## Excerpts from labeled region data
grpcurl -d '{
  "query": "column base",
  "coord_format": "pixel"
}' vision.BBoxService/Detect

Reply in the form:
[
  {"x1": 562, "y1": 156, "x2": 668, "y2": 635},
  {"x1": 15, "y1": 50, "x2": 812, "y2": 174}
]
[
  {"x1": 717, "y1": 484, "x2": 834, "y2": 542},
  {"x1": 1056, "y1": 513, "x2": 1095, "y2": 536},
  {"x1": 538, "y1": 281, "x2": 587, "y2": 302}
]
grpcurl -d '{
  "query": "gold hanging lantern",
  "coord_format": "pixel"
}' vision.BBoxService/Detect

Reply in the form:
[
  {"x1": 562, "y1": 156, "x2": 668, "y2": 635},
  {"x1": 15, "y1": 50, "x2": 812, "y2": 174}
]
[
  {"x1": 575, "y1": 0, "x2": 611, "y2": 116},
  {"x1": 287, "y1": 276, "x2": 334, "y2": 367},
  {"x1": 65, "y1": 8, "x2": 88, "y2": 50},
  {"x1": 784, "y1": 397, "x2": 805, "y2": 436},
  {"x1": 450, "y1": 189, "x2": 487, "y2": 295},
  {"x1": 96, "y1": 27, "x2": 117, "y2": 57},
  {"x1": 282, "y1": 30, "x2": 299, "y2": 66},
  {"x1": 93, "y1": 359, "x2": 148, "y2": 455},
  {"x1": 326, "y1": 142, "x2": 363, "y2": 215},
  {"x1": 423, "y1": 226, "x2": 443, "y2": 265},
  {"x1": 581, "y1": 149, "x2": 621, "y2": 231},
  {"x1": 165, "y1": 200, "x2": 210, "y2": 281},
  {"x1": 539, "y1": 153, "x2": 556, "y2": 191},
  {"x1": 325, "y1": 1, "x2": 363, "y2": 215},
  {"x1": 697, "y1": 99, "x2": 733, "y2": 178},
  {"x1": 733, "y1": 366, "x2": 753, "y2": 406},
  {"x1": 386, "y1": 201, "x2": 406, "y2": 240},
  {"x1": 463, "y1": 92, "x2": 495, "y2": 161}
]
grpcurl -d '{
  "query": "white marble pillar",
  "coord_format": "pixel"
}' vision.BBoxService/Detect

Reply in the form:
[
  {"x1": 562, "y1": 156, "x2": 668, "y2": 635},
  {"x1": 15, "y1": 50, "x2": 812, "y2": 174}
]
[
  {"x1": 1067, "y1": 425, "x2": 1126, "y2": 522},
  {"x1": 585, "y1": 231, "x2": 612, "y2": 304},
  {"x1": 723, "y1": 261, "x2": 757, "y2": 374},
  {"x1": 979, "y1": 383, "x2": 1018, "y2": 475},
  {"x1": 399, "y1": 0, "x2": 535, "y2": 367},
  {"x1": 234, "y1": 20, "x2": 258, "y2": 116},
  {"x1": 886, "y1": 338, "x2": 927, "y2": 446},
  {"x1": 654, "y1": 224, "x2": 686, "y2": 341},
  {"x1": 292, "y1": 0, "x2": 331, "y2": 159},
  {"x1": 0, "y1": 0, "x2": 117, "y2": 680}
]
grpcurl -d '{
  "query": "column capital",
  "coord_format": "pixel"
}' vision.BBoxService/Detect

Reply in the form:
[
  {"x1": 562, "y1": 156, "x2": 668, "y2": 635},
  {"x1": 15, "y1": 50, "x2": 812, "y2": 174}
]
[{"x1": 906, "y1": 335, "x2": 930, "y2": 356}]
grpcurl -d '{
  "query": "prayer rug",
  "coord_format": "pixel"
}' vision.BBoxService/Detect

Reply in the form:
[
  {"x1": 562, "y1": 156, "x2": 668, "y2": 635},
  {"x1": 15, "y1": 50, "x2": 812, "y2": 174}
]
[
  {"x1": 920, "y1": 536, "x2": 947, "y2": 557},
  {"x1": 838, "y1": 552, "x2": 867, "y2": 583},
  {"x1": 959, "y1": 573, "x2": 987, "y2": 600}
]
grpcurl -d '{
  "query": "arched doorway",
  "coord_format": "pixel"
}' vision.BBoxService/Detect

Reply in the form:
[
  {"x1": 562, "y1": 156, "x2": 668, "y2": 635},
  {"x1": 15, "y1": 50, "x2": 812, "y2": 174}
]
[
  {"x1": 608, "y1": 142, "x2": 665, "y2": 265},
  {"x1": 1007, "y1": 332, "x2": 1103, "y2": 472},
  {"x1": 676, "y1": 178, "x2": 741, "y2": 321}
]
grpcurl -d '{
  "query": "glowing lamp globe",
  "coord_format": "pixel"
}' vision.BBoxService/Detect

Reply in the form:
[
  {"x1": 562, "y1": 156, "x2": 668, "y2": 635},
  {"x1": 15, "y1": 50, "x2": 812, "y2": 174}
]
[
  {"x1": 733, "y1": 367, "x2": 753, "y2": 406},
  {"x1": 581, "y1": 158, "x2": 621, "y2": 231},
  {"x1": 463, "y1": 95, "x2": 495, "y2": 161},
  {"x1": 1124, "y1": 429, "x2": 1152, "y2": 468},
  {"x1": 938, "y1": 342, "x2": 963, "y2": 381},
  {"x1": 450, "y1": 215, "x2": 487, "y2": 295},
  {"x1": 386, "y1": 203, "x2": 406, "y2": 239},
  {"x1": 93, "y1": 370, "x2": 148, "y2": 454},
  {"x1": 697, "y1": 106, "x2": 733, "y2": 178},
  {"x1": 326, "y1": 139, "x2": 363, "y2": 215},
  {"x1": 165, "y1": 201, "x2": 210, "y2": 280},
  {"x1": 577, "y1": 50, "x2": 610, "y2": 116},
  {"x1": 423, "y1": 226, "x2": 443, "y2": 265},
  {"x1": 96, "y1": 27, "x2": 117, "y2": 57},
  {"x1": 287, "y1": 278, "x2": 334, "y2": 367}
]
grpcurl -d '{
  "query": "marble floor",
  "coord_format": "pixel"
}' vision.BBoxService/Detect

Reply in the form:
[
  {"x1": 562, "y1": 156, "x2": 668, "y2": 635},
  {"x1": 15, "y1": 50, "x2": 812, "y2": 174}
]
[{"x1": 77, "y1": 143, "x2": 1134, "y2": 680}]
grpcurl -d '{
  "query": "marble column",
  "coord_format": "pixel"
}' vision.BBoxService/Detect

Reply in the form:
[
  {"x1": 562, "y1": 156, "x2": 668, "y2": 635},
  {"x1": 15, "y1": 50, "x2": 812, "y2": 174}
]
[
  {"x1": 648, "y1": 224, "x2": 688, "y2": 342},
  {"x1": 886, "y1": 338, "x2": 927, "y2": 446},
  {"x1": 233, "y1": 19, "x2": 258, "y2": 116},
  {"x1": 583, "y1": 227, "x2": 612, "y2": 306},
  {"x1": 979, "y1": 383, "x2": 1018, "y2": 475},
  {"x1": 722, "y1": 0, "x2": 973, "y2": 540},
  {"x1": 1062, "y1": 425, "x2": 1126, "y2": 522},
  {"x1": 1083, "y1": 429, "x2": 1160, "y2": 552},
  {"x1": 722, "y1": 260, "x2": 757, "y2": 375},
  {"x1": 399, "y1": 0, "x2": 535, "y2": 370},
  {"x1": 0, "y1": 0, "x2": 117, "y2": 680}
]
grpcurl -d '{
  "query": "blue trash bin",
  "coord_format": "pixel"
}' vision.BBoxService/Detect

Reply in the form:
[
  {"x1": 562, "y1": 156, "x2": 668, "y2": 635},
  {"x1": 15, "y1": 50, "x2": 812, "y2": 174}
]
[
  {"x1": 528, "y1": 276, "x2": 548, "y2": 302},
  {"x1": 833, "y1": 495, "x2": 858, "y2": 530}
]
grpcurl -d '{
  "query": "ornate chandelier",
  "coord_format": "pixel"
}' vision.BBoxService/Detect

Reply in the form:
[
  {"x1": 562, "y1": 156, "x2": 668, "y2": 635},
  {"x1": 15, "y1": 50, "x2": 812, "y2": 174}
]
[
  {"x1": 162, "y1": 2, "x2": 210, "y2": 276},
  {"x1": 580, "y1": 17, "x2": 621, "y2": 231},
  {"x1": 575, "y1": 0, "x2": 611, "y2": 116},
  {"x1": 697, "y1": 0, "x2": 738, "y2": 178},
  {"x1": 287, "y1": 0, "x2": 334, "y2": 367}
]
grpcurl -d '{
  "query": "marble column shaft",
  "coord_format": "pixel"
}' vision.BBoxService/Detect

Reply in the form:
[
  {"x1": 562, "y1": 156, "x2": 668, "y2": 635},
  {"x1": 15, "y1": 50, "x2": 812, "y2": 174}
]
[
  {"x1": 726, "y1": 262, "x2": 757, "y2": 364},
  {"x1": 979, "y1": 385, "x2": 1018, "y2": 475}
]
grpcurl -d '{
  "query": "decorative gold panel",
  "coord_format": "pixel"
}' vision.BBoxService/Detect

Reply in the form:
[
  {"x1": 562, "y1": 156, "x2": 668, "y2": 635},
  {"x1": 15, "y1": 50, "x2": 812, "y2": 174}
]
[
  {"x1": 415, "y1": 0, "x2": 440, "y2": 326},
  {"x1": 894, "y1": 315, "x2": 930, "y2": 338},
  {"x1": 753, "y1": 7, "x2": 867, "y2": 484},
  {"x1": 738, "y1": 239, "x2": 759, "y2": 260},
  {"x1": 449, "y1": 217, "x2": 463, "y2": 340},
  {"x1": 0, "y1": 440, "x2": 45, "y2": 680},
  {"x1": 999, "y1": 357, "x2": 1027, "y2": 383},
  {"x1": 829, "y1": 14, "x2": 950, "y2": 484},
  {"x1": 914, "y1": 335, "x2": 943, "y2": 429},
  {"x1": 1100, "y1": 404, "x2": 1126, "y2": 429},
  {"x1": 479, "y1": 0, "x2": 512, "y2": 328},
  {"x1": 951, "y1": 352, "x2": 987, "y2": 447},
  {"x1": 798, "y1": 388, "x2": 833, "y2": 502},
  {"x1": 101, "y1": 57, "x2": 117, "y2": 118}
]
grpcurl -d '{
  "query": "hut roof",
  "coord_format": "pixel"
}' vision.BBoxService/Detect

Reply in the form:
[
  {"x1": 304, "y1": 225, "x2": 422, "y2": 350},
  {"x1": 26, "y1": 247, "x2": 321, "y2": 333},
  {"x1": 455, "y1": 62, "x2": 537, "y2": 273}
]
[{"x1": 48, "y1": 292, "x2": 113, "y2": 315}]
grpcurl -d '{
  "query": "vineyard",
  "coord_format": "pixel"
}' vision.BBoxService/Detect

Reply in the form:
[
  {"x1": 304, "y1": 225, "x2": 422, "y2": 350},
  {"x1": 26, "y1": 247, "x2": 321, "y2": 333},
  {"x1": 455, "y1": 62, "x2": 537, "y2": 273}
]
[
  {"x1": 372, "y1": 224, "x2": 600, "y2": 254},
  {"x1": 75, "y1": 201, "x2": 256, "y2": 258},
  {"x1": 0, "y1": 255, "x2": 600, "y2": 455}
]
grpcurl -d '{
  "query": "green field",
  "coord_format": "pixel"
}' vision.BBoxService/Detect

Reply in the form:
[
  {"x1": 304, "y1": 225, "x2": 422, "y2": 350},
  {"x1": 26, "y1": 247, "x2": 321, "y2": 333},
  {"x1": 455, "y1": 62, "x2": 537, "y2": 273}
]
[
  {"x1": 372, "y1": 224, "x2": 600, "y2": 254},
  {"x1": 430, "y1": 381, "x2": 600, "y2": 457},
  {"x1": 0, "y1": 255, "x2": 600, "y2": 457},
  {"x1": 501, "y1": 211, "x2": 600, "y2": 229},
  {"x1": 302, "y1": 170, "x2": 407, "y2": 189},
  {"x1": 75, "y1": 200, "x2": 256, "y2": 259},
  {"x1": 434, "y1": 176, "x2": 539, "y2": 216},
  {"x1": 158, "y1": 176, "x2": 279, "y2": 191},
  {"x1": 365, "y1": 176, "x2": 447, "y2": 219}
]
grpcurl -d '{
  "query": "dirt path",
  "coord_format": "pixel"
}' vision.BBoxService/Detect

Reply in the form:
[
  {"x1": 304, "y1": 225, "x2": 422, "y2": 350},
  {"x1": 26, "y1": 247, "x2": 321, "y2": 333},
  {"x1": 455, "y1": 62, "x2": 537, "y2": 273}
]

## The problem
Extract every line of the rows above that contains the string "gold", treating uppercase and lowercase as different.

## Reply
  "query": "gold hanging lantern",
  "query": "decorative gold panel",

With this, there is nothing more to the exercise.